── Text ──

Re: [PATCH v6 2/2] cpuidle: teo: Introduce util-awareness

From: Lukasz Luba
Date: Wed Jun 12 2024 - 03:27:07 EST


Hi Vincent,

My apologies for delay, I was on sick leave.

On 5/28/24 15:07, Vincent Guittot wrote:
On Tue, 28 May 2024 at 11:59, Lukasz Luba <lukasz.luba@xxxxxxx> wrote:

Hi Vincent,

On 5/28/24 10:29, Vincent Guittot wrote:
Hi All,

I'm quite late on this thread but this patchset creates a major
regression for psci cpuidle driver when using the OSI mode (OS
initiated mode). In such a case, cpuidle driver takes care only of
CPUs power state and the deeper C-states ,which includes cluster and
other power domains, are handled with power domain framework. In such
configuration ,cpuidle has only 2 c-states : WFI and cpu off states
and others states that include the clusters, are managed by genpd and
its governor.

This patch selects cpuidle c-state N-1 as soon as the utilization is
above CPU capacity / 64 which means at most a level of 16 on the big
core but can be as low as 4 on little cores. These levels are very low
and the main result is that as soon as there is very little activity
on a CPU, cpuidle always selects WFI states whatever the estimated
sleep duration and which prevents any deeper states. Another effect is
that it also keeps the tick firing every 1ms in my case.

───

Your tasks:
1. Reproduce the portion of the email between "I'm quite late" and "its governor.", inclusive.
2. In the OSI mode configuration described in the email, which c-states does cpuidle have?

── Extracted information ──

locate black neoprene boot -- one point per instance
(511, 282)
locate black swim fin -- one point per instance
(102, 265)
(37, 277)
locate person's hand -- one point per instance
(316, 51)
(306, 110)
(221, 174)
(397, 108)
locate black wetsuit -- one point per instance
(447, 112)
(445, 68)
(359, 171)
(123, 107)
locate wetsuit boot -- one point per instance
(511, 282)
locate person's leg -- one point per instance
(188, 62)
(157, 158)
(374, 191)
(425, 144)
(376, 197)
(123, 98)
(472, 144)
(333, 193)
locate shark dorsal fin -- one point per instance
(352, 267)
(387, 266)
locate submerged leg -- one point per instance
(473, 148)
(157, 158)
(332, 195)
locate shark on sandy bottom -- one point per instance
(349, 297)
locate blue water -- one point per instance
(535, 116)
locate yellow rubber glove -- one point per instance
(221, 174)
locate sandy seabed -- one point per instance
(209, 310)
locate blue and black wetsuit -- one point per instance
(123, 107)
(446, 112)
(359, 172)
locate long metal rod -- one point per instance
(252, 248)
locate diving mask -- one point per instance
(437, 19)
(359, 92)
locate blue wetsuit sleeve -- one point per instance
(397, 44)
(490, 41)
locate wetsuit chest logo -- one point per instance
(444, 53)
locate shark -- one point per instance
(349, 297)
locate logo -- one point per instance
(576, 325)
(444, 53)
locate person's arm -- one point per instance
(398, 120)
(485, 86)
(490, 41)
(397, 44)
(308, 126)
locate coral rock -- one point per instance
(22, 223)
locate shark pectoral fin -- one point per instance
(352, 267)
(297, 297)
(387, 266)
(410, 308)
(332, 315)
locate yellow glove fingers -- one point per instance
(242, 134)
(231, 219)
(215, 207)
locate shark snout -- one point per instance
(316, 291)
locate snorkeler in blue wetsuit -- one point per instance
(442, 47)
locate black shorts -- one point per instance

───

Answers to the exercise:
1.
I'm quite late on this thread but this patchset creates a major
regression for psci cpuidle driver when using the OSI mode (OS
initiated mode). In such a case, cpuidle driver takes care only of
CPUs power state and the deeper C-states ,which includes cluster and
other power domains, are handled with power domain framework. In such
configuration ,cpuidle has only 2 c-states : WFI and cpu off states
and others states that include the clusters, are managed by genpd and
its governor.

2. Two: WFI and cpu off states.